Material for this exercise section start

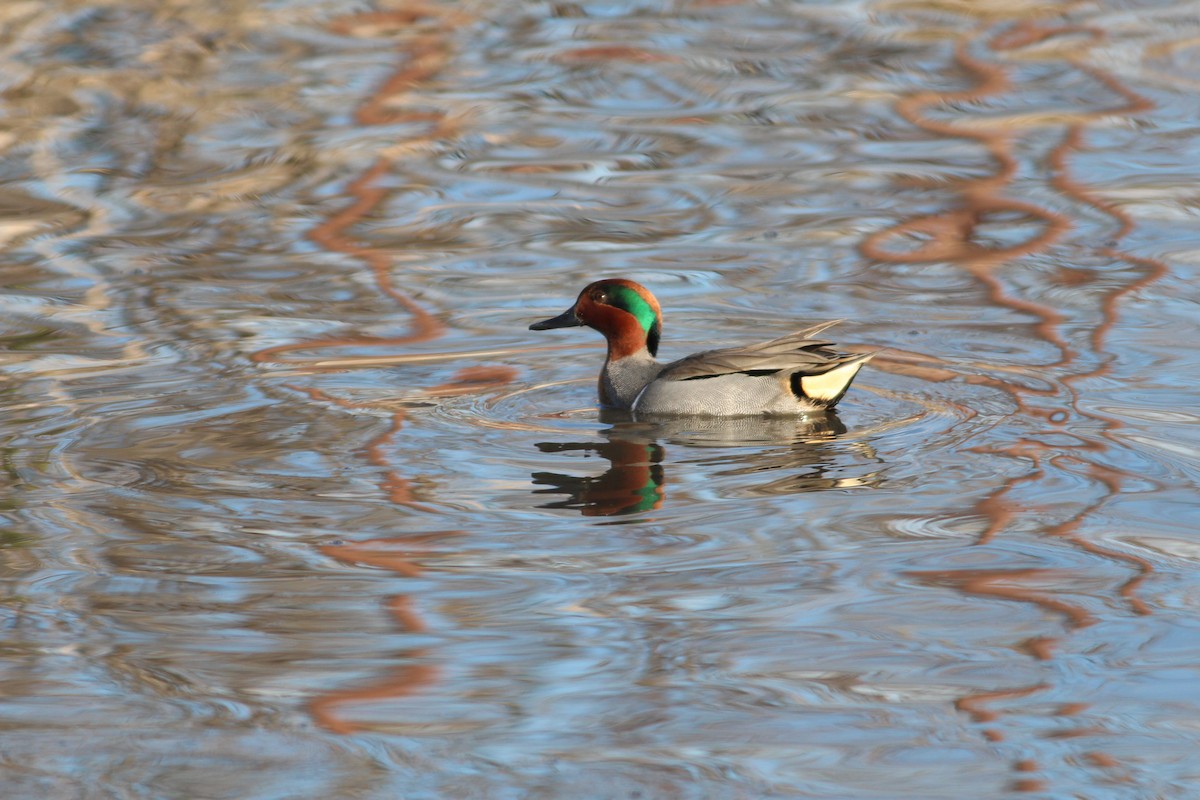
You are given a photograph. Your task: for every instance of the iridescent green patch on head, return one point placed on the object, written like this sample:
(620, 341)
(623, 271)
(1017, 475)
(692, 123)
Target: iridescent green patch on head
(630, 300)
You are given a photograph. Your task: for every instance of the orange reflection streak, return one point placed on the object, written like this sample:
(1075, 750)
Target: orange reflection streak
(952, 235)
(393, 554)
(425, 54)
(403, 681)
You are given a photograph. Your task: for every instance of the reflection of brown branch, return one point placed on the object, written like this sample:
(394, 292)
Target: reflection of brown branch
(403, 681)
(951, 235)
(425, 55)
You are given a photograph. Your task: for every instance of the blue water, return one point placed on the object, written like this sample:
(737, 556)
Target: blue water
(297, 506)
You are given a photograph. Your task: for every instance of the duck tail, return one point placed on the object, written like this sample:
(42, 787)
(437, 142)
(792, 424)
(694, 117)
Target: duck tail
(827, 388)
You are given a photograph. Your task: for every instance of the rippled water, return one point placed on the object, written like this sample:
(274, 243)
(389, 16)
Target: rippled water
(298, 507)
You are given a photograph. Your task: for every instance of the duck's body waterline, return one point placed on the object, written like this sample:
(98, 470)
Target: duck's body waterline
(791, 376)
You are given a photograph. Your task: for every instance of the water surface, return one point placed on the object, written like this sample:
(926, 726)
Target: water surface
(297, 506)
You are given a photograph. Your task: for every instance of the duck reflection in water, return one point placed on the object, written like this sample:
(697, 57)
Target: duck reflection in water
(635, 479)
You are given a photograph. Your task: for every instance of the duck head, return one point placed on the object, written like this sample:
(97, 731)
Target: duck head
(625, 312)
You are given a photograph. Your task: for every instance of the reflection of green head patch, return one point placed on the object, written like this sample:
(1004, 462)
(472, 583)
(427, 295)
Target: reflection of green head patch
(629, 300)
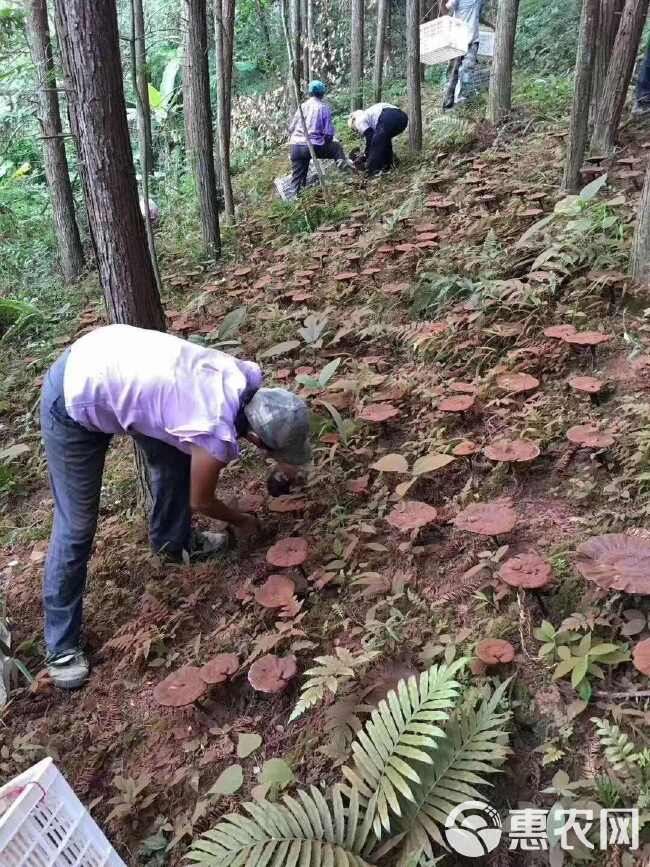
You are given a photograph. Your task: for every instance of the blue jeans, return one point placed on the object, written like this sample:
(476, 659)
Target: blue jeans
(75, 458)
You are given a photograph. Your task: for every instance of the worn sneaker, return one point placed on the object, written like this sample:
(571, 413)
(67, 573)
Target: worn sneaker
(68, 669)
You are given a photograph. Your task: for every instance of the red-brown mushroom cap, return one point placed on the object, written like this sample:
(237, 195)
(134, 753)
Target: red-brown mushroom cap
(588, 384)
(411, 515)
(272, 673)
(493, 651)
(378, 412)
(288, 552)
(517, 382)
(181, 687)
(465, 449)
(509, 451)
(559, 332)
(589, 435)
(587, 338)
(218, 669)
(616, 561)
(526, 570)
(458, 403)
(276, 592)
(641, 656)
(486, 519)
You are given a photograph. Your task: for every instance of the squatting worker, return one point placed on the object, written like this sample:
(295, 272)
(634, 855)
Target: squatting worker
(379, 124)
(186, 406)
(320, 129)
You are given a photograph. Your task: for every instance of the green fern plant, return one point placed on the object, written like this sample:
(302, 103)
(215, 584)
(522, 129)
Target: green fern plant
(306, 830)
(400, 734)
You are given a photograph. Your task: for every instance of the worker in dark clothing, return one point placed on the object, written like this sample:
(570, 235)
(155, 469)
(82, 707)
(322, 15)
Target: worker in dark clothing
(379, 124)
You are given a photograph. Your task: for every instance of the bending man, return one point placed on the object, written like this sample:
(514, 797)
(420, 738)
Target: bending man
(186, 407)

Material for this exercise section end

▶ Problem requirements: With the pictures left out, restate word for word every line of the data above, from the first down to the line that contains "of the duck's".

▶ Written solution:
You are given a photograph. Your task: for every instance of the iridescent green patch on head, return one point placed on the object, written like this sample:
(620, 341)
(623, 271)
(1017, 475)
(692, 123)
Target: iridescent green patch on head
(630, 300)
You are given a photograph. Your task: for every instance of the orange reflection streak, return one point placed on the object, written like this sample:
(1075, 750)
Target: orange reflection streak
(952, 235)
(393, 554)
(425, 54)
(403, 681)
You are given a photograph. Your task: for every instance of the reflection of brown branch, return one point placed on the object, written like this sample:
(394, 292)
Target: reflection of brown branch
(403, 681)
(951, 235)
(425, 55)
You are given a photograph. Your task: for every instance of the blue water, return one point placed on the object, written like this sample:
(737, 556)
Target: blue water
(297, 506)
You are given a photograph. Your task: for every instance of the duck tail, return one point placed on the object, written like this sample:
(42, 787)
(437, 142)
(792, 424)
(694, 117)
Target: duck tail
(827, 388)
You are given a photograph. Your task: for every instance of the rippled water, return one point placed on the object, written like this sample:
(274, 243)
(389, 16)
Target: rippled water
(298, 507)
You are given a photograph. Your task: for every instance of the duck's body waterline, return one point placed on the object, written like this sample:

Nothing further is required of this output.